Set problem A ->
Answer each question from the post below on loss methods for recommender systems.
(i) In the sentence beginning "They act like", what are loss methods compared to?
(ii) Which loss method is named as the most commonly used for point-wise loss?
(iii) What do pair-wise loss functions focus on?
Set problem B ->
Using the post below on loss methods for recommender systems, decide whether each statement is true. Answer yes or no and quote the words of the post that settle it.
(i) Point-wise loss functions handle each user-item interaction as a separate prediction problem.
(ii) The post implements the loss methods in Python with PyTorch.
(iii) Pair-wise loss functions aim to predict absolute scores for items.
Set problem C -> Pick up the post below on loss methods for recommender systems and keep writing from where it stops.
# Passage provided start
Different Loss Methods for the Recommender Systems

9 min readJul 4, 2024

credit: https://realpython.com/build-recommendation-engine-collaborative-filtering/

What is Loss in Machine Learning?

Loss methods in machine learning are ways to measure how wrong a model’s predictions are. They act like a report card, giving lower scores (losses) for better predictions and higher scores for worse ones. These methods guide the learning process by providing a feedback to the model where it’s making mistakes and how big those mistakes are. By trying to minimize this loss score, the model gradually improves its performance. Different problems (like classification or recommendation) use different loss methods tailored to their specific goals. Ultimately, loss methods are the model’s compass, directing it towards better performance through continuous feedback and changes.

In this post, we will learn about the different loss methods used in the recommender systems and implement them in python using Numpy.

Loss Methods for Recommendation Models

Following are the most commonly used loss methods for the recommender systems:

1) Point-wise Loss

Point-wise loss functions treat each user-item interaction as an independent prediction problem. It aims to predict the exact rating or preference score for each user-item pair. This is useful when we get explicit ranking or feedback from the user (for e.g., # of ⭐️ after watching a youTube video). Mean Square Error (MSE) is the most commonly used loss method for this.

Suppose we have the following predicted & actual ratings:

Predicted ratings: [4.2, 3.8, 2.5]
Actual ratings: [4.0, 3.5, 3.0]

We would calculate the MSE as:

def pointwise_mse_loss(y_true, y_pred):
   """
   Computes Mean Squared Error (MSE) loss
   """
   return np.mean((y_true - y_pred) ** 2)

# Example usage
y_true_ratings = np.array([4.0, 3.5, 3.0])
y_pred_ratings = np.array([4.2, 3.8, 2.5])

loss = pointwise_mse_loss(y_true, y_pred)
print(f"Pointwise MSE Loss: {loss}")

2) Pair-wise Loss

Pair-wise loss functions focus on the relative ordering of item pairs. They aim to rank items relative to each other for a user, rather than predicting absolute scores.
# Passage provided end
# Entries start
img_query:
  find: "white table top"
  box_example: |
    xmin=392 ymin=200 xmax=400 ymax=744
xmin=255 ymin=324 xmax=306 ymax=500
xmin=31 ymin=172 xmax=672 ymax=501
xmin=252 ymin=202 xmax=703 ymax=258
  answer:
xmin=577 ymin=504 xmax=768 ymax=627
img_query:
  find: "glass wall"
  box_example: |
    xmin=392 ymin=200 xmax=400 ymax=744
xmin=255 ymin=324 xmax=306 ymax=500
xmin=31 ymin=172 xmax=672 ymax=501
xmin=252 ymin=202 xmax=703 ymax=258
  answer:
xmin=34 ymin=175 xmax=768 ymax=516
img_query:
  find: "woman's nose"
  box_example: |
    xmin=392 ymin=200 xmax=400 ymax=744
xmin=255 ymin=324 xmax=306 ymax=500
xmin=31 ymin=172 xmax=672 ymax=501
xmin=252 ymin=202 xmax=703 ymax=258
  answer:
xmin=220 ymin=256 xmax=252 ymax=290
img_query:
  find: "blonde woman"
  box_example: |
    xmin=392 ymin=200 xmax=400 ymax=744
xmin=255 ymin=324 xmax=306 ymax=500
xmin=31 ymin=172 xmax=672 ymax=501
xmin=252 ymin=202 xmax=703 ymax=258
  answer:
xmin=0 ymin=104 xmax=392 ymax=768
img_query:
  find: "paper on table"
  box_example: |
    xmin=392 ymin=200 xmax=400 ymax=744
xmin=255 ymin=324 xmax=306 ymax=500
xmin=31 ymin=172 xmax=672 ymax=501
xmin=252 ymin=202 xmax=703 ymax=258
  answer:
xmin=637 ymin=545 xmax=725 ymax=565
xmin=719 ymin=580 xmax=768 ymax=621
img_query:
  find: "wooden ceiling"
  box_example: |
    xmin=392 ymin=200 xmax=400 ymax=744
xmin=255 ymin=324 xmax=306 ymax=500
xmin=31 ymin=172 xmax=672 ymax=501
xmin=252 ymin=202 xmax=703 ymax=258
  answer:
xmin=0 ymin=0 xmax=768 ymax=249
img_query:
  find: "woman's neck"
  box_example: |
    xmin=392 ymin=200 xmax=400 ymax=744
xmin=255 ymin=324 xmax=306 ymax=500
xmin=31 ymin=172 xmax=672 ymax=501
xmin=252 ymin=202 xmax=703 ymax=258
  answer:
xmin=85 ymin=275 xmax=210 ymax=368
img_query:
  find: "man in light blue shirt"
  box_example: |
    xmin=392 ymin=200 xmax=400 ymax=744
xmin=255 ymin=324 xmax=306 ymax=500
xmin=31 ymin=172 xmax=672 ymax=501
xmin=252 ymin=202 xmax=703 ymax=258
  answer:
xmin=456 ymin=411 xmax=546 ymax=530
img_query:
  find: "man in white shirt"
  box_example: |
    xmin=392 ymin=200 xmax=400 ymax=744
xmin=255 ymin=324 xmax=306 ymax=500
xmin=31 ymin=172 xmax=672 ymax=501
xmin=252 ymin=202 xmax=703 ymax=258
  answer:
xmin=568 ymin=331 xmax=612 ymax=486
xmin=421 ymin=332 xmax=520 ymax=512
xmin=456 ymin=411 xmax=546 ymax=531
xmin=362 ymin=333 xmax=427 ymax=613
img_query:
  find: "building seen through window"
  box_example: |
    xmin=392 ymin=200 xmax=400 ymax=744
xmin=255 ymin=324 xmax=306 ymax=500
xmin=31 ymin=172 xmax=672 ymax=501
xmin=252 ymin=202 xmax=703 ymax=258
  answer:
# Entries end
Written answer A ->
(i) A report card.
(ii) Mean Square Error (MSE).
(iii) The relative ordering of item pairs.

Written answer B ->
(i) Yes: "Point-wise loss functions treat each user-item interaction as an independent prediction problem."
(ii) No: "implement them in python using Numpy."
(iii) No: "They aim to rank items relative to each other for a user, rather than predicting absolute scores."

Written answer C ->
2.1) Logistic Loss

The pair-wise logistic loss is used when the user has provided explicit feedback for items (e.g., movies) and we want to learn a model that can correctly rank pairs of movies. Instead of predicting absolute scores, it focuses on the relative order of items.

In the context of recommender systems:

We consider pairs of items (i, j) for a given user
Item i is preferred over item j (i.e., should be ranked higher)
The model predicts scores for both items
The loss function encourages the score of item i to be higher than the score of item j

The intuition behind this loss function is as follows:

We only consider pairs where y_i > y_j, i.e., where item i should be ranked higher than item j according to the ground truth. For these pairs, we want the predicted rankings; s_i > s_j (since our model should predict a higher score for the item that should be ranked higher).

If s_i is much larger than s_j, then exp(-(s_i — s_j)) will be close to 0, and log(1 + exp(-(s_i — s_j))) will be close to 0, resulting in a small loss. If s_i is close to or less than s_j, then exp(-(s_i — s_j)) will be close to or greater than 1, resulting in a larger loss. The log function helps to dampen extremely large losses and make the optimization more stable.

Model Loss Vs Difference in Predicted Ratings — Model Loss Vs Predicted Ratings Difference

This loss function encourages the model to learn to rank items correctly by penalizing incorrectly ordered pairs.

Let’s break down the formula:

loss = sum_i sum_j I[y_i > y_j] * log(1 + exp(-(s_i — s_j)))

Explanation:

sum_i sum_j: This shows a double summation over all pairs of items i and j in the dataset.
I[y_i > y_j]: This is an indicator function. It equals 1 if y_i > y_j, and 0 otherwise. Here, y_i and y_j represent the true relevance scores or rankings of items i and j.
s_i and s_j: These are the predicted scores for items i and j from your ranking model.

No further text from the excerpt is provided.